**PROVIDED ENTRIES**.
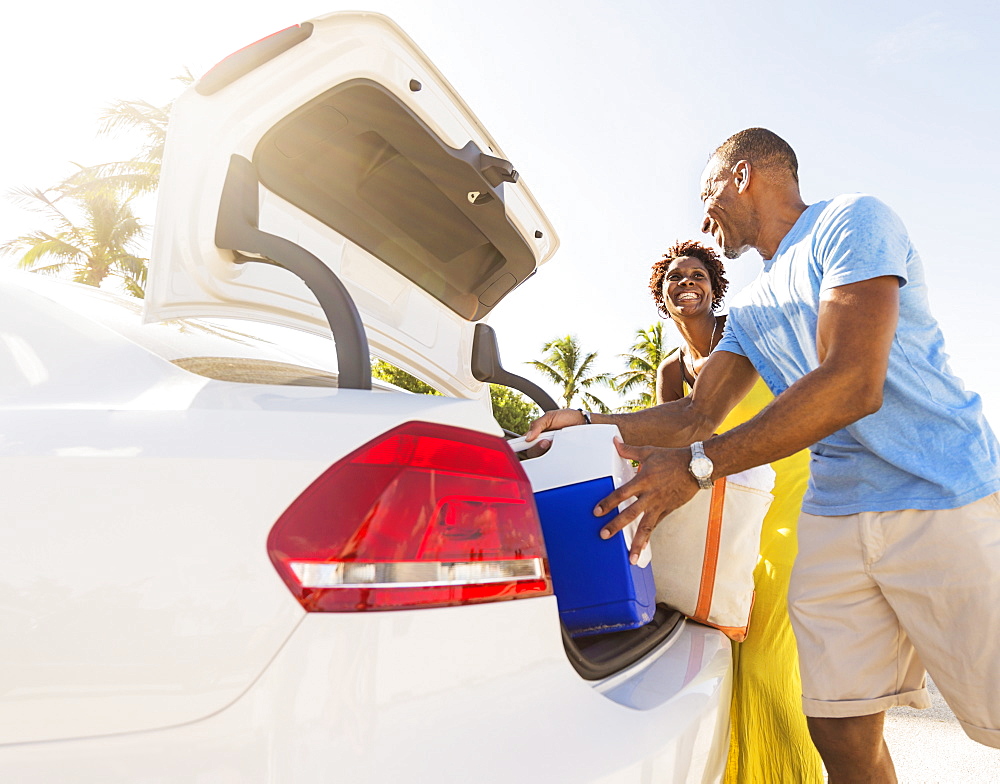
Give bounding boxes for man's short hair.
[709,128,799,183]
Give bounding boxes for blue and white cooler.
[508,425,656,637]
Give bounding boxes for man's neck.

**WRITTEN EXERCISE**. Reproduce every item above word for word, omitting the pictures.

**COMPLETED EXERCISE**.
Give bounding boxes for man's short hair.
[709,128,799,183]
Give bounding boxes for blue and white cooler.
[508,425,656,637]
Give bounding boxes for man's neck.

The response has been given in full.